#### [AUFGABENÜBERSICHT]
**A.** Fasse den Absatz, der mit „Der gut ausgebaute Achenpass“ beginnt, im Text „Seen ohne Ende“ als kurze Liste zusammen. Die wesentlichen Fakten müssen erhalten bleiben.
**B.** Überarbeite im Text „Seen ohne Ende“ das Stück von „Seen ohne Ende“ bis „alpinen Bergkulisse bildet.“. Ersetze darin „bayrischen Voralpen“ durch „bayerischen Voralpen“.

#### [VORLIEGENDER TEXT]

++++++++++

Seen ohne Ende
Ein kurzer Halt am ruhigen Schliersee, dann zieht es uns weiter zum berühmten Tegernsee, einer der Top-Destinationen Bayerns, die touristisch perfekt erschlossen ist. Kleine Wolken spiegeln sich im blassblauen Gewässer, im Hintergrund die bayrischen Voralpen; das ist schon einen Fotostopp wert. Es zieht uns entlang der Uferstrasse südwärts und so wird der See schon bald im Rückspiegel von Bäumen verschluckt.
Der gut ausgebaute Achenpass (941), der Wildbad Kreuth mit Achenkirch in Tirol verbindet, stellt keine fahrerische Herausforderung dar. Die Passhöhe fliegt in einem Rechtsbogen vorbei. Es geht hinunter zum fjordartigen Sylvensteinspeicher, der nach einer natürlichen Engstelle im oberen Isartal benannt ist und mit seiner imposanten Brücke und azurblauem Wasser ein häufig „geschossenes“ Motiv vor einer alpinen Bergkulisse bildet.

++++++++++

#### [DATENSATZLISTE]
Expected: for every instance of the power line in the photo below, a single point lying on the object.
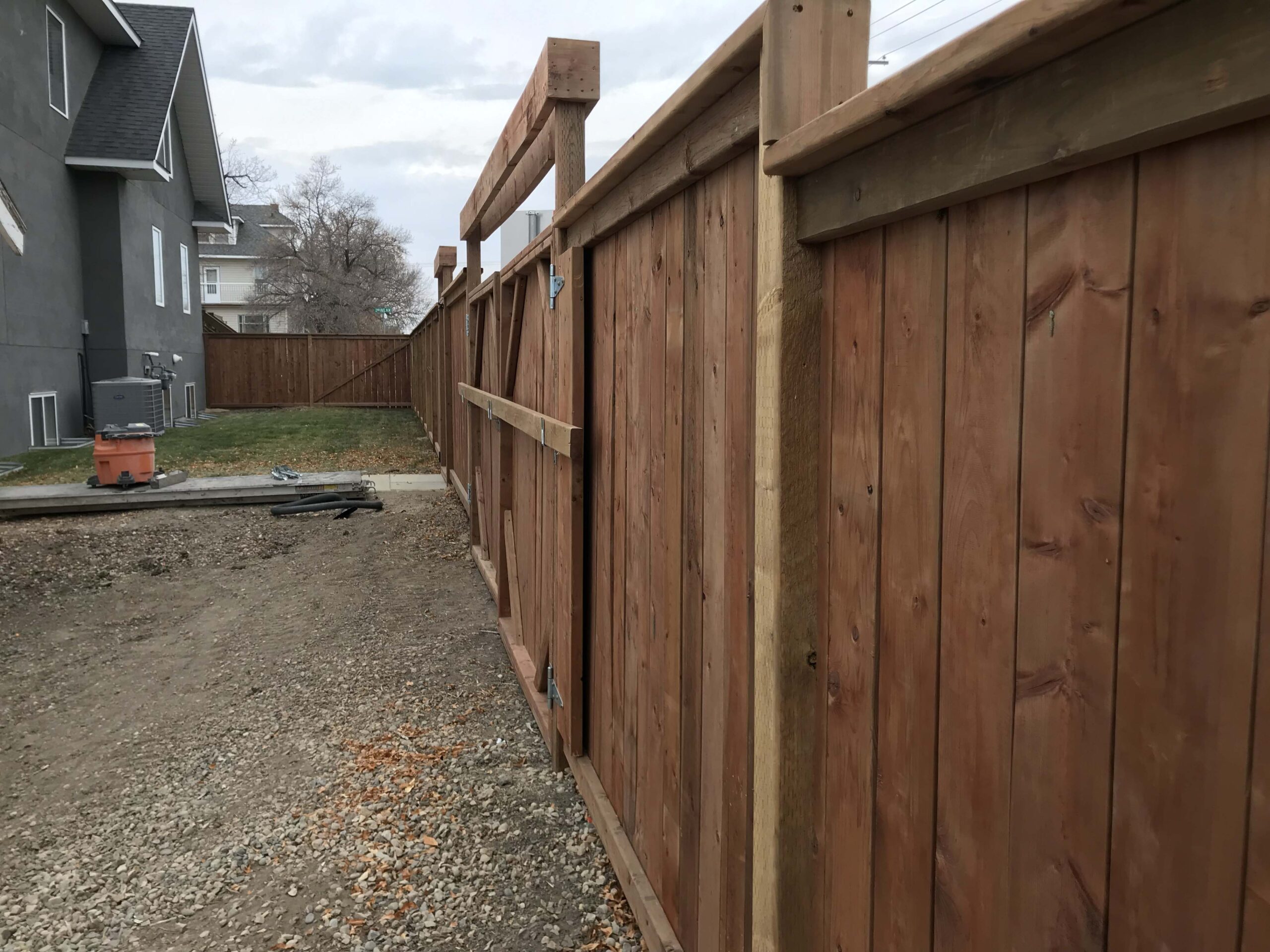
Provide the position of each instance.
(911, 17)
(888, 16)
(973, 13)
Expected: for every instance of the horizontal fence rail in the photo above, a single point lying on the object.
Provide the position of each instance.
(872, 481)
(308, 370)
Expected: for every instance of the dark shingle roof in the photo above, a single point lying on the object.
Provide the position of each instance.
(252, 239)
(124, 114)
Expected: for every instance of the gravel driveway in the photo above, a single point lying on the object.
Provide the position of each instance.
(221, 730)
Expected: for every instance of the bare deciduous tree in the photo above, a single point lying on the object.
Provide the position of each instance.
(248, 178)
(339, 263)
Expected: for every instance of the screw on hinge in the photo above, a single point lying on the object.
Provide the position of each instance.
(557, 285)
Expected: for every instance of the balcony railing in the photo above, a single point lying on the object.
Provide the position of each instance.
(228, 293)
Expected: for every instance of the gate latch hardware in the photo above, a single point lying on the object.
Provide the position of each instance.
(557, 286)
(554, 699)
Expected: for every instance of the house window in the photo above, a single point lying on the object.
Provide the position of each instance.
(55, 35)
(158, 248)
(164, 157)
(44, 419)
(212, 286)
(185, 278)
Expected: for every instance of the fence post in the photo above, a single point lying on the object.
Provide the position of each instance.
(474, 424)
(444, 270)
(815, 56)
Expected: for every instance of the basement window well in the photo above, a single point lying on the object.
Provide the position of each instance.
(44, 419)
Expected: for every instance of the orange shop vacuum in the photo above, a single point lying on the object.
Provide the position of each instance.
(124, 455)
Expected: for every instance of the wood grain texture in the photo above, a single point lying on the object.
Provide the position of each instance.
(694, 535)
(714, 560)
(1199, 377)
(1080, 246)
(855, 457)
(908, 612)
(977, 608)
(1189, 70)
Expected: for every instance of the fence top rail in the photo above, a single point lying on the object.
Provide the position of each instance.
(302, 336)
(568, 71)
(723, 69)
(486, 287)
(459, 281)
(1016, 41)
(538, 248)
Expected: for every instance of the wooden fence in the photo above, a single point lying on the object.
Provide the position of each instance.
(887, 488)
(307, 370)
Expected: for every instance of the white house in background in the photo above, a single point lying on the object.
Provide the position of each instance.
(232, 264)
(520, 230)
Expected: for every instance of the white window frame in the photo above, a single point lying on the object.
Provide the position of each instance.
(44, 416)
(212, 298)
(157, 244)
(185, 278)
(65, 112)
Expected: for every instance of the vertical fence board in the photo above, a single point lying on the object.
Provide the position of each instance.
(694, 515)
(853, 626)
(1193, 541)
(908, 613)
(1080, 234)
(981, 515)
(714, 617)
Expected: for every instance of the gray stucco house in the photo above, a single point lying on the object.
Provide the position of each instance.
(110, 169)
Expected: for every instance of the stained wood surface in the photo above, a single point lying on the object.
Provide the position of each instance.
(1080, 245)
(1199, 377)
(305, 370)
(908, 595)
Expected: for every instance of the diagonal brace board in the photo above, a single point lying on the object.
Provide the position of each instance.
(359, 373)
(553, 433)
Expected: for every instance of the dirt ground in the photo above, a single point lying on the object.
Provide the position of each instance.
(220, 730)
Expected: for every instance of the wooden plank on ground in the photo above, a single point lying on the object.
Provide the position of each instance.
(1189, 70)
(908, 598)
(1080, 246)
(1199, 379)
(980, 558)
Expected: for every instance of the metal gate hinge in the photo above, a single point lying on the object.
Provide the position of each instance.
(557, 286)
(554, 699)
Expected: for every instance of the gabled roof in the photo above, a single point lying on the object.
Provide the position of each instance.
(257, 224)
(13, 229)
(121, 122)
(106, 21)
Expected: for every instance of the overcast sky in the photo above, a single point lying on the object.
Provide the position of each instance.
(408, 96)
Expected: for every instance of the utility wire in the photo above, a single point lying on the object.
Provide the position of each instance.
(974, 13)
(888, 16)
(911, 17)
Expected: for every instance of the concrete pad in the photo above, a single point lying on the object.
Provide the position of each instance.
(408, 481)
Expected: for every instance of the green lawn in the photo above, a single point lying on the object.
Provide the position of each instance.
(309, 440)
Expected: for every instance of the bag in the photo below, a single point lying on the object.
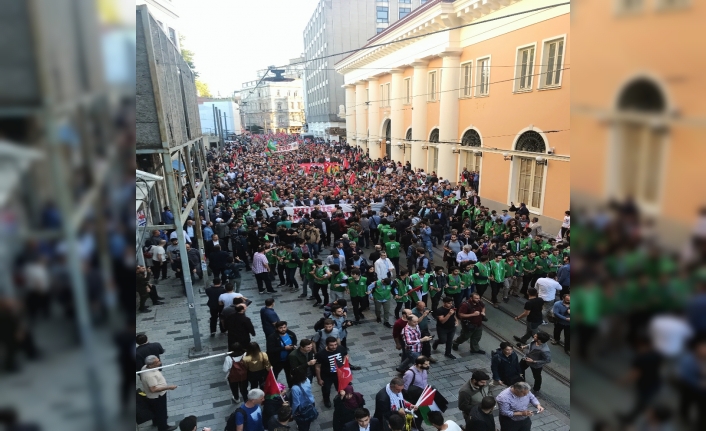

++++++++++

#### [BEARBEITETE ÜBUNG]
**A.**
- Der Achenpass (941) ist gut ausgebaut und fahrerisch keine Herausforderung.
- Er verbindet Wildbad Kreuth mit Achenkirch in Tirol.
- Die Passhöhe wird in einem Rechtsbogen passiert.
- Danach führt die Strecke hinunter zum fjordartigen Sylvensteinspeicher.
- Sein Name geht auf eine natürliche Engstelle im oberen Isartal zurück.
- Mit seiner imposanten Brücke, dem azurblauen Wasser und der alpinen Bergkulisse ist er ein häufiges Fotomotiv.

**B.**
Seen ohne Ende
Ein kurzer Halt am ruhigen Schliersee, dann zieht es uns weiter zum berühmten Tegernsee, einer der Top-Destinationen Bayerns, die touristisch perfekt erschlossen ist. Kleine Wolken spiegeln sich im blassblauen Gewässer, im Hintergrund die bayerischen Voralpen; das ist schon einen Fotostopp wert. Es zieht uns entlang der Uferstrasse südwärts und so wird der See schon bald im Rückspiegel von Bäumen verschluckt.
Der gut ausgebaute Achenpass (941), der Wildbad Kreuth mit Achenkirch in Tirol verbindet, stellt keine fahrerische Herausforderung dar. Die Passhöhe fliegt in einem Rechtsbogen vorbei. Es geht hinunter zum fjordartigen Sylvensteinspeicher, der nach einer natürlichen Engstelle im oberen Isartal benannt ist und mit seiner imposanten Brücke und azurblauem Wasser ein häufig „geschossenes“ Motiv vor einer alpinen Bergkulisse bildet.